*Task instructions*:
Rewrite the entries from the line containing "identify each light" through the line containing "top-left (280, 170), bottom-right (304, 217)", inclusive, keeping their requests. Adjust every bounding-box coordinate in the answers by -134, and leave the requests and their sample coordinates unchanged.

Stored records:
'''

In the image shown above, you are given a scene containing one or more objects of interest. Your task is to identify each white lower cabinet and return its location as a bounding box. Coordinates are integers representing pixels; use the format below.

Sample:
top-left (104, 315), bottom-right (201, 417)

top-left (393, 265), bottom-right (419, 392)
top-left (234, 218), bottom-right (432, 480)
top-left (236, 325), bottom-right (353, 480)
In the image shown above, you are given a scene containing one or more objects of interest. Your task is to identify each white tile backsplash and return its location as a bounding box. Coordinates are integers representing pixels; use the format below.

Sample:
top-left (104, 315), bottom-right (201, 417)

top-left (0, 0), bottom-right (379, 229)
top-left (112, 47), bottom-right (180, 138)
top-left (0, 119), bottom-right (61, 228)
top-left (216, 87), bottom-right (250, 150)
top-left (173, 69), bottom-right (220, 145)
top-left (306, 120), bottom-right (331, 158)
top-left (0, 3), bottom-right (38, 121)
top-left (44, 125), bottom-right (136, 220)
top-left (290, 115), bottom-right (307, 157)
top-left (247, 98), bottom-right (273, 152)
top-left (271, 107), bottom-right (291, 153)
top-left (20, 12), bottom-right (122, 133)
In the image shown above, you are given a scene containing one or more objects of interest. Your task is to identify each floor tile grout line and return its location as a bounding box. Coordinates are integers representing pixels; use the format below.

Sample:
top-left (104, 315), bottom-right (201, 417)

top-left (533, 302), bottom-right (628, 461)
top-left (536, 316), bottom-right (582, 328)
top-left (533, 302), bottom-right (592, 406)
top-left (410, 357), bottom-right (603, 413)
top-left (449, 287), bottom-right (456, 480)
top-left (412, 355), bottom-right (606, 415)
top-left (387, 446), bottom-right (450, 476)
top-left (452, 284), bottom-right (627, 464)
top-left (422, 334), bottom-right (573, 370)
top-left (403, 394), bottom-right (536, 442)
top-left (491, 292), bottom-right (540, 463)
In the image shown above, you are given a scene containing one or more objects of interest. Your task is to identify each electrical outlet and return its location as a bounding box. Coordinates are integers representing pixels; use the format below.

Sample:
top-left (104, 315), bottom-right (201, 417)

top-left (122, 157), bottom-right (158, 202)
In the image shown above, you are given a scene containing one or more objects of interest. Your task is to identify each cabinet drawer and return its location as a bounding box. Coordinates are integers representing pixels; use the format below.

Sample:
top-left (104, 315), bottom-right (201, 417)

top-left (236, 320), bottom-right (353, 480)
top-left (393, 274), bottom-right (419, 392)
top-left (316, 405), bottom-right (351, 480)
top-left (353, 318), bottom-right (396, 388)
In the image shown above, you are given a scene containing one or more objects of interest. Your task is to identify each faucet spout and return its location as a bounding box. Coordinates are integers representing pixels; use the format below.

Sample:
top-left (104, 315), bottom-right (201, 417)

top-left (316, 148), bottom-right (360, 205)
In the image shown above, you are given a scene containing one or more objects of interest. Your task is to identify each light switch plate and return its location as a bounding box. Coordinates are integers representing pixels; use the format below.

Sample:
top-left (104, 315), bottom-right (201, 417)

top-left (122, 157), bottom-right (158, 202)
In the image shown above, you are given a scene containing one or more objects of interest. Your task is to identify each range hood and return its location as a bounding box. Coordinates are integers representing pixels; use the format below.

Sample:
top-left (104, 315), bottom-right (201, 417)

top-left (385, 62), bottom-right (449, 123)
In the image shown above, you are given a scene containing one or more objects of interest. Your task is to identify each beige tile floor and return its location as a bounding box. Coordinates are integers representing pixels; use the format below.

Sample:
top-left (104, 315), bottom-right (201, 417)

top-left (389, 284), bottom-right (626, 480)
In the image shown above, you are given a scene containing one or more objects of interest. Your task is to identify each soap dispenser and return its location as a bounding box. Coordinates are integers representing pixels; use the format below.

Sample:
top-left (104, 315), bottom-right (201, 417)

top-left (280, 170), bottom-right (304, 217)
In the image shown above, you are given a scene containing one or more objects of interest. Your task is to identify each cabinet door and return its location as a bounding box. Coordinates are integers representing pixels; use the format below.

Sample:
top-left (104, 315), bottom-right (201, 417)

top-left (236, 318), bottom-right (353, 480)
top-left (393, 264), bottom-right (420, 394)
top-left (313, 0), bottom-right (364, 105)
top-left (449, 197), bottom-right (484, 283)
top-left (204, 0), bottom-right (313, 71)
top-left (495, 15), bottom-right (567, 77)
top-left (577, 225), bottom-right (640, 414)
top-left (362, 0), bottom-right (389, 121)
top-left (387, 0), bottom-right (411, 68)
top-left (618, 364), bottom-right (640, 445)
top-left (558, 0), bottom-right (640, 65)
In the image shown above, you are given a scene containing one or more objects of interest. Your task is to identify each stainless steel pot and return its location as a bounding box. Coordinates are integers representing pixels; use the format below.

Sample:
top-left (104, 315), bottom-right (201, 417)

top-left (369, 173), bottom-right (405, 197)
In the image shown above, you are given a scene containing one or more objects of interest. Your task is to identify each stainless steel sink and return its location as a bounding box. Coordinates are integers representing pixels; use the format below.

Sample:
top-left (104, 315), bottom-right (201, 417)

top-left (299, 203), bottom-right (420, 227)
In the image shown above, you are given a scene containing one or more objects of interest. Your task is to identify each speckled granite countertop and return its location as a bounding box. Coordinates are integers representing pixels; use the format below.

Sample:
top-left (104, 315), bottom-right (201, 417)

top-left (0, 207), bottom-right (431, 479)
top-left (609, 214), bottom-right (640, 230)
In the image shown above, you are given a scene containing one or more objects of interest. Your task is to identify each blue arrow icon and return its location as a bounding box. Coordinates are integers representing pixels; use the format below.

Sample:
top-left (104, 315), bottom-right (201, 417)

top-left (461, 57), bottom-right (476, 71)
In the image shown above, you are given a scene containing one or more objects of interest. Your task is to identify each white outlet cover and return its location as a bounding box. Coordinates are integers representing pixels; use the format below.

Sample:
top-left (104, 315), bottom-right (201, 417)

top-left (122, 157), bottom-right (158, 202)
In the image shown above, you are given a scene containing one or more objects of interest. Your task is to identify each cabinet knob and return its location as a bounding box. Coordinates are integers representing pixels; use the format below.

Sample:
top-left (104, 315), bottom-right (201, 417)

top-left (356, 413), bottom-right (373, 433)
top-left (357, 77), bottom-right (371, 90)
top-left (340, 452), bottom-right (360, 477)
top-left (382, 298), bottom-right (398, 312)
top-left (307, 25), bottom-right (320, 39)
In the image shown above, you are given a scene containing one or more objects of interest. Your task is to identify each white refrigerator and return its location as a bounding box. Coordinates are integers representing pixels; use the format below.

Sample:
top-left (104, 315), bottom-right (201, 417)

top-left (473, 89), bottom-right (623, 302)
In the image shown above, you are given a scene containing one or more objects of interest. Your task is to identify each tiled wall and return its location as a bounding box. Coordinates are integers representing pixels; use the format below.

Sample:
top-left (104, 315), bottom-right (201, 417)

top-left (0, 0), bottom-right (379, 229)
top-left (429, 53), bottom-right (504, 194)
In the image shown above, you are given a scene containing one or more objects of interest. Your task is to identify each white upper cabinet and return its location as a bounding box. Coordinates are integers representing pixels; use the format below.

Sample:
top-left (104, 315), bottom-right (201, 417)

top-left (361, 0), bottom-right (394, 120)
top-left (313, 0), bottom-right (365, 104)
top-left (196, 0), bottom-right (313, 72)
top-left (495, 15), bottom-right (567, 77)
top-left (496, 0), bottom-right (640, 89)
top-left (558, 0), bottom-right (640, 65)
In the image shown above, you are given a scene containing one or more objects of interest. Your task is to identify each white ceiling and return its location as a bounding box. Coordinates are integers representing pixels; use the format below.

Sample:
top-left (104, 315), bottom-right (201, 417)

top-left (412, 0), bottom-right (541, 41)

'''

*Expected answer*:
In the image shown above, you are given a scene containing one or more objects of interest. Your task is to identify each light switch plate and return its location as a bounding box. Coordinates are integers representing pixels; use the format below.

Sample:
top-left (104, 315), bottom-right (201, 417)

top-left (-12, 23), bottom-right (24, 68)
In the image shown above, you are given a scene containing one or more objects of interest. Your task is to identify each range hood and return its location as a bounding box. Coordinates are integers representing pixels; use the format below.

Sample:
top-left (104, 315), bottom-right (201, 417)

top-left (251, -72), bottom-right (315, -11)
In the image shown above, you are given a scene containing one or more objects of interest. Your task is to identify each beige tile floor and return its location as a bounding box. Coordinates are integers representing pixels; use the format below.

Sample:
top-left (104, 315), bottom-right (201, 417)

top-left (255, 150), bottom-right (492, 346)
In the image shown above, you are given a scene containing one or more objects of interest. Your task is to identify each soap dispenser and return its location as a bounding box. Coordinates are integers representing pixels; use the format below.

Sample:
top-left (104, 315), bottom-right (201, 417)

top-left (146, 36), bottom-right (170, 83)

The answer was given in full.